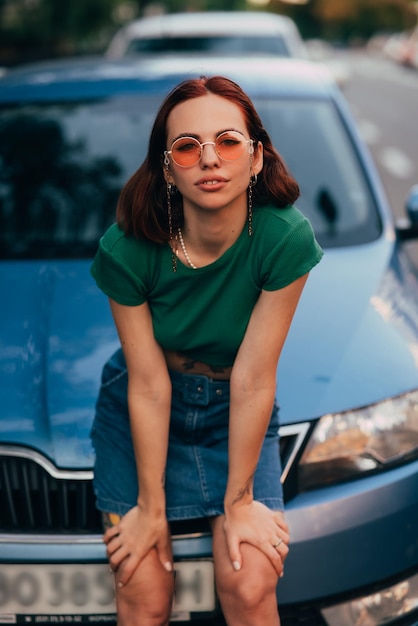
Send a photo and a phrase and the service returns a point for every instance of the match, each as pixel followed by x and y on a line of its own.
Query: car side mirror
pixel 407 228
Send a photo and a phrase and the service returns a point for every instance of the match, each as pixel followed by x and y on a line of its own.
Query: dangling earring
pixel 170 190
pixel 253 182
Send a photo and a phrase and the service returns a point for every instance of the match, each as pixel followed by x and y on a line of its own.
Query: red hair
pixel 142 206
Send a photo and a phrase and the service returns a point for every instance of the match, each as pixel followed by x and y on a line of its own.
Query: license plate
pixel 76 593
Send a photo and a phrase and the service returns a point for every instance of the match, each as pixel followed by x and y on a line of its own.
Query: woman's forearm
pixel 250 415
pixel 149 417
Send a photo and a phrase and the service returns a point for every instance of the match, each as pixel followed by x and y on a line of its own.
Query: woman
pixel 204 270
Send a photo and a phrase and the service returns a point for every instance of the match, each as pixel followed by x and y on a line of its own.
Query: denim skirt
pixel 197 460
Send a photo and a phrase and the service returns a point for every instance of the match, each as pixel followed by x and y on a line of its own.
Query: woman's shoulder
pixel 280 221
pixel 286 215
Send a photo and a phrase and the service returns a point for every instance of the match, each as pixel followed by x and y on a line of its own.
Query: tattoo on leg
pixel 109 520
pixel 247 489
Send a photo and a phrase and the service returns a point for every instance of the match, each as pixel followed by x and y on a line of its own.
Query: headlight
pixel 377 609
pixel 345 445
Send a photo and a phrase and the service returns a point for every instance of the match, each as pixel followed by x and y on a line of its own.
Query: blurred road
pixel 383 97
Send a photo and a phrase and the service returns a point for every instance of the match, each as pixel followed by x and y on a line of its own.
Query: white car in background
pixel 224 33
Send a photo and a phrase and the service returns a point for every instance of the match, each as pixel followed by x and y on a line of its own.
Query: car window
pixel 62 167
pixel 334 193
pixel 217 44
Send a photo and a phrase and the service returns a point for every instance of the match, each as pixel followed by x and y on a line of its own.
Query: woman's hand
pixel 129 541
pixel 259 526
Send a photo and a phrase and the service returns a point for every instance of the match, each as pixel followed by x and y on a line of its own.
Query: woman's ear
pixel 167 175
pixel 258 159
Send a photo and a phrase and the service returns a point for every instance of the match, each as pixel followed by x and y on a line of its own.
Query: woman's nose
pixel 209 154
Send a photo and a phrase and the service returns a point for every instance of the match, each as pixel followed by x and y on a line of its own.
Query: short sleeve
pixel 112 273
pixel 293 256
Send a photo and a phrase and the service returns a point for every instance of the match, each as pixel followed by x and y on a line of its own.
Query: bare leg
pixel 247 597
pixel 147 598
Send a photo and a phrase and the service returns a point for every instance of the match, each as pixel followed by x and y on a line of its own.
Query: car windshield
pixel 62 167
pixel 213 44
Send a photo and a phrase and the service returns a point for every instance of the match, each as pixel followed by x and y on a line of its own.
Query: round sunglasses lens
pixel 186 151
pixel 230 146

## [The problem]
Copy out the stretch from the start of the items through the line containing "pixel 253 182", word for word, leaving out the pictures.

## [Solution to the problem]
Send a photo and a phrase and the service returns a point for every instance of the match, each as pixel followed by x and y on a line of its own.
Query: car side mirror
pixel 407 228
Send a photo and a phrase and the service returns a point for every instance of the match, each as pixel followed by x and y on a line of its own.
Query: dangling earring
pixel 170 190
pixel 253 182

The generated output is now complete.